LISTED RECORDS.
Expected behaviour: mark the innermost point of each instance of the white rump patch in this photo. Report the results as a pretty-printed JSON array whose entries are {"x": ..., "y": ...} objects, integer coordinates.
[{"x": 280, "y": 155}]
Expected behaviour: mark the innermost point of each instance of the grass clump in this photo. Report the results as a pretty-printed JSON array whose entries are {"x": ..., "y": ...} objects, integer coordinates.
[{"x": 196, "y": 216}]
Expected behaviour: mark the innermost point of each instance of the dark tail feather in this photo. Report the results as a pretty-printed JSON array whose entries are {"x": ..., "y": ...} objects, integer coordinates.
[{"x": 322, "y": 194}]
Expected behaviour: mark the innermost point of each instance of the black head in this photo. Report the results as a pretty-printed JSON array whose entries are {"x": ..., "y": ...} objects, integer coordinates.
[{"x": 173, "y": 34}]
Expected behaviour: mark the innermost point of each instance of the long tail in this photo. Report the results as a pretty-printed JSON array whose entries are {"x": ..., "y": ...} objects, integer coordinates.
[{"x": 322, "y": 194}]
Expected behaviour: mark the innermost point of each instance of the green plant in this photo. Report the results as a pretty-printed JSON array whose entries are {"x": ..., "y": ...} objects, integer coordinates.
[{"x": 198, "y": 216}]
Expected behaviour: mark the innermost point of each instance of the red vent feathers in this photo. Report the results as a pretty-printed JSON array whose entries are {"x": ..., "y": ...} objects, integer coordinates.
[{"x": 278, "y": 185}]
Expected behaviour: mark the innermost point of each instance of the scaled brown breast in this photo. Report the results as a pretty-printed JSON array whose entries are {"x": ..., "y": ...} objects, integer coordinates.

PROBLEM TO WORK ON. Please give back all of the records exactly as written.

COMPLETE OUTPUT.
Expected behaviour: mark the innermost point of each instance of the white rump patch in this photo. Report the results as a pretty-printed JSON array whose entries are {"x": ..., "y": ...} objects, integer coordinates.
[{"x": 280, "y": 155}]
Expected behaviour: mark the innermost point of each instance of the grass clump in this photo. Report the results as a pretty-printed JSON array whose entries are {"x": ..., "y": ...} objects, integer coordinates.
[{"x": 196, "y": 216}]
Expected behaviour: mark the innermost point of each instance of the dark tail feather in this photo. Report the results as a pretty-printed JSON array whose entries are {"x": ..., "y": ...} objects, integer coordinates.
[{"x": 322, "y": 194}]
Expected behaviour: mark the innermost point of each instance of the black head in this photo. Report the results as a pretty-printed JSON array whose entries are {"x": ..., "y": ...} objects, integer coordinates.
[{"x": 173, "y": 34}]
Expected behaviour: mark the innermost point of each instance of the long tail in this photo. Report the results as a pretty-printed JSON array whose entries are {"x": ..., "y": ...} objects, integer coordinates.
[{"x": 322, "y": 194}]
Expected behaviour: mark the innermost point of each instance of the green plant in this photo. Report the results as a pretty-printed JSON array whose entries are {"x": ..., "y": ...} objects, integer coordinates.
[{"x": 198, "y": 216}]
Expected behaviour: mark the innermost point of each instance of the red vent feathers in this photo. Report the results as a pretty-printed JSON array whose entries are {"x": ..., "y": ...} objects, integer coordinates.
[{"x": 278, "y": 185}]
Expected behaviour: mark the innermost point of each instance of the scaled brown breast in this photo. Report the results as a pretty-printed JSON array whose entries are {"x": ..., "y": ...} objects, integer coordinates.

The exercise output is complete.